• [Provided information]
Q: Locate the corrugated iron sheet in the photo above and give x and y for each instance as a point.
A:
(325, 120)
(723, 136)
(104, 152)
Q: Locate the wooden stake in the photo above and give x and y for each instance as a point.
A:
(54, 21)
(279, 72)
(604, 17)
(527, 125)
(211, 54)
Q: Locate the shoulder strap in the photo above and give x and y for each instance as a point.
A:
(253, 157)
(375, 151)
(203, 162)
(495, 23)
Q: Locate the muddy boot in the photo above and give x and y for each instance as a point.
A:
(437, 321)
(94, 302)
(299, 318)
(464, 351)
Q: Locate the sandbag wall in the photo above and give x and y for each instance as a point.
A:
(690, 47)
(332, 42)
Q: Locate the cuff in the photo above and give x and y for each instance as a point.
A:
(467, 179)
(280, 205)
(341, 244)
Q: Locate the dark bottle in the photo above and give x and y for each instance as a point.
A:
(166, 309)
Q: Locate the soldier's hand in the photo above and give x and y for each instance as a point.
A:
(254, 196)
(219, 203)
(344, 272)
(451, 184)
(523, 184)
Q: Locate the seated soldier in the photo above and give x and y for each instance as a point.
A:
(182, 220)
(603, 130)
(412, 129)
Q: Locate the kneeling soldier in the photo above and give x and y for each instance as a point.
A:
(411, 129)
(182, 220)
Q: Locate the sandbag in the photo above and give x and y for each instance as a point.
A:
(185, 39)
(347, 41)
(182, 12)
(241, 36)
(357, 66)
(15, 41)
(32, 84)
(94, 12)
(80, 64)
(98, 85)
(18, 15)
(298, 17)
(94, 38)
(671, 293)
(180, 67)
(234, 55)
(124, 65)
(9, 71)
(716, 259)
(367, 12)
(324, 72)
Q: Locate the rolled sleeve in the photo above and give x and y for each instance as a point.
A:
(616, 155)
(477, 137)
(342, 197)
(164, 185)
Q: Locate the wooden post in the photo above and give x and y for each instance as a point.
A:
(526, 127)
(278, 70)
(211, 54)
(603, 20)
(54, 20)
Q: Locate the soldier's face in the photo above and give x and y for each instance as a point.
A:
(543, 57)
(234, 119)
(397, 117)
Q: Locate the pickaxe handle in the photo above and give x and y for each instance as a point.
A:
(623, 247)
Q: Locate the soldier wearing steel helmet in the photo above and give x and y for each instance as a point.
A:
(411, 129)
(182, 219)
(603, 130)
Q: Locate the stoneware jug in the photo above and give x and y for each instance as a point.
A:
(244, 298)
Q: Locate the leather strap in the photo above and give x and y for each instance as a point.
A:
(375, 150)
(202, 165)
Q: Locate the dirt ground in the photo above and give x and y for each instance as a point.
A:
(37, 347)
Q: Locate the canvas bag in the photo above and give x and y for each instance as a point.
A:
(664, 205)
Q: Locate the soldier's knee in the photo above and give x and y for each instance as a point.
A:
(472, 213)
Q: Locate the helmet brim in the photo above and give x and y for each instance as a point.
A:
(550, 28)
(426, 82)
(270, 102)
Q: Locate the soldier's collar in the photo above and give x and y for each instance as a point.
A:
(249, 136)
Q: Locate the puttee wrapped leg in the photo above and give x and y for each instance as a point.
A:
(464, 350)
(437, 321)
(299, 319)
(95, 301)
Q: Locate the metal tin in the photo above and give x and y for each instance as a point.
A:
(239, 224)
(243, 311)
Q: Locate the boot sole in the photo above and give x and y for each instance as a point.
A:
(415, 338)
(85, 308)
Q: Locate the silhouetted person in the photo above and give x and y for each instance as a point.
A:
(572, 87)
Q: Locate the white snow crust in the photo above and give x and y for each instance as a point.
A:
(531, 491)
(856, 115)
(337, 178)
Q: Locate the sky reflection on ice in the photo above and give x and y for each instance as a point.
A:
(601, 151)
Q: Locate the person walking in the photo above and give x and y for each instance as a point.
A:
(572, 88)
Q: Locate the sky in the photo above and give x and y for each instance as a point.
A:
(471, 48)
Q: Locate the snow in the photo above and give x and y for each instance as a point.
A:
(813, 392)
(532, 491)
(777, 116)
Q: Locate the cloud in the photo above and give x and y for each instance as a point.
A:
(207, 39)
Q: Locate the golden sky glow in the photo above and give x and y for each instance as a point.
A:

• [Prompt] For this task, write out exactly the lines of the entries above, starting at the line with "Q: Locate the stoneware" and ending at the line with "Q: Locate the soldier's knee", both included, and no others.

• [Reply]
Q: Locate the stoneware jug in the photo above and give x and y for each instance as a point.
A:
(244, 298)
Q: Locate the leather strap in the photo above and give x and y for each instance as a point.
A:
(375, 150)
(202, 165)
Q: Locate the dirt ground in the photo above and give x and y for each instance as a point.
A:
(37, 347)
Q: Locate the canvas bag in the photo above and give x and y for each instance as a point.
A:
(664, 205)
Q: Locate the soldier's knee in the photo above and give x and y for each instance as a point.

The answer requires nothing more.